Exercise data:
######

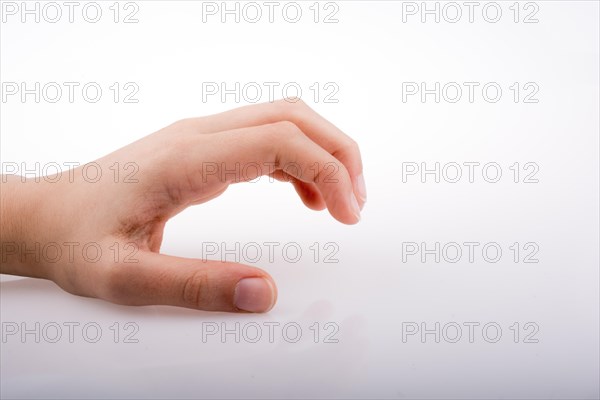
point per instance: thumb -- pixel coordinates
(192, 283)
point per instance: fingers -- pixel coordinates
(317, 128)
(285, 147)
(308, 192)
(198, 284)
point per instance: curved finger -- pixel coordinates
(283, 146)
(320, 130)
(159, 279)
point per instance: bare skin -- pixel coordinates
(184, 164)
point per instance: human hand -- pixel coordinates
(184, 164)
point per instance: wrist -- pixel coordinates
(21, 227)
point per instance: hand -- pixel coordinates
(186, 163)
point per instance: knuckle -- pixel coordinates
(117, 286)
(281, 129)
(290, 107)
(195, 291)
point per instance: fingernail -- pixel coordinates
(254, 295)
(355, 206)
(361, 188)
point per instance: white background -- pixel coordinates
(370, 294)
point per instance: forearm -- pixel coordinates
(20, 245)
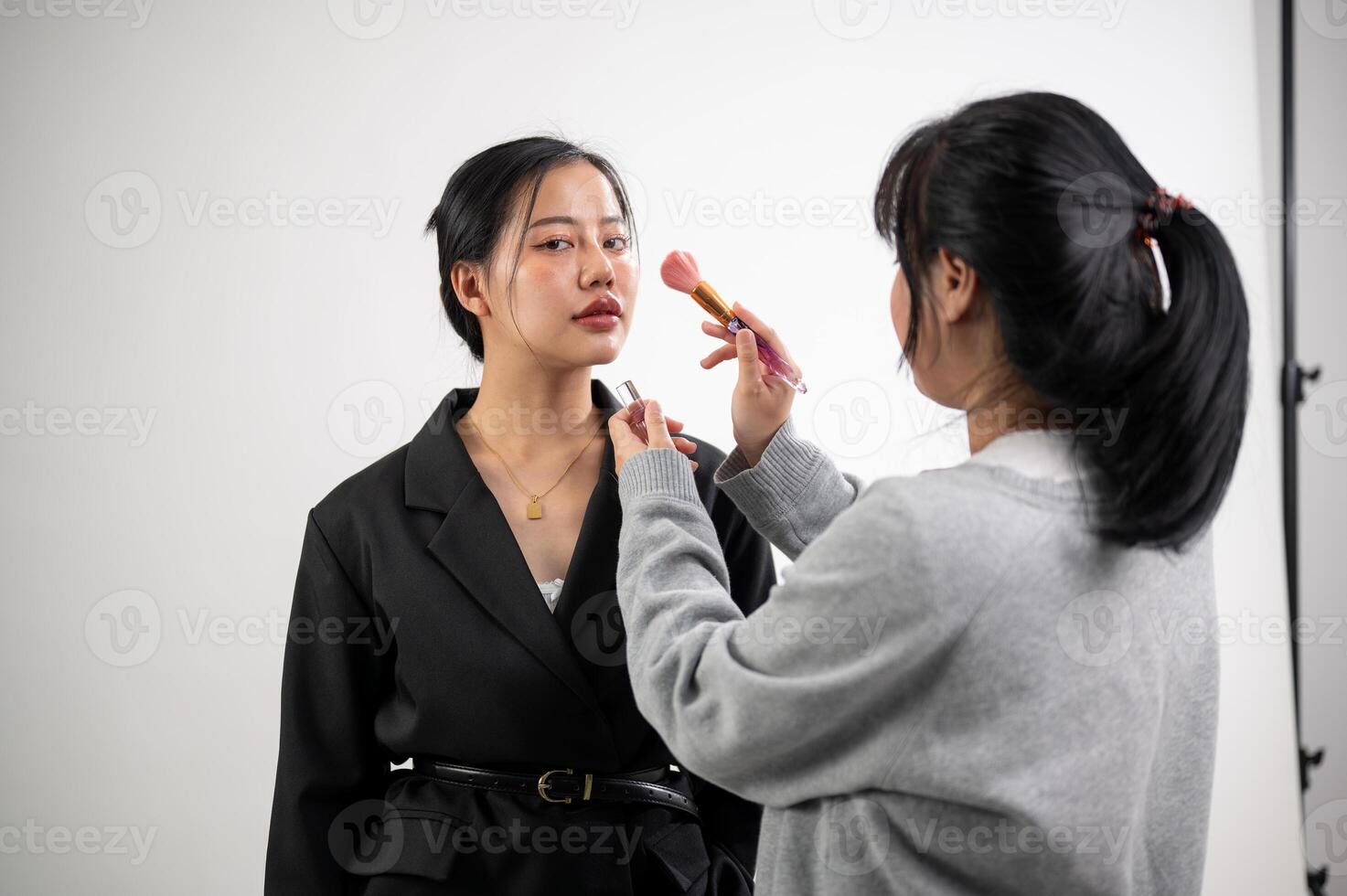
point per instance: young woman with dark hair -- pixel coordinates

######

Try it: Copy the data word for word, no pictures.

Answer to this exercise:
point per instance: thumb -- pixel coordinates
(192, 283)
point per instance: fingers -- pixel coordinates
(317, 128)
(285, 147)
(308, 192)
(198, 284)
point per instance: curved finger -- pixel coordinates
(283, 146)
(320, 130)
(159, 279)
point per instance: bare skin -- pixel coordinates
(184, 164)
point per instance: human hand -- pixel coordinates
(184, 164)
point per instance: wrist -- pixel coordinates
(21, 227)
point per instance: hand -- pixel coordinates
(186, 163)
point per instance: knuckle -- pixel coordinates
(117, 286)
(281, 129)
(290, 107)
(195, 291)
point per instance: fingernail -- pixel coordinates
(254, 295)
(355, 206)
(361, 188)
point per instance: white background -- pixel coordinates
(370, 294)
point per instance: forearm -- pixel coordinates
(20, 245)
point per instance: young woman with dark hair -- pixel coordinates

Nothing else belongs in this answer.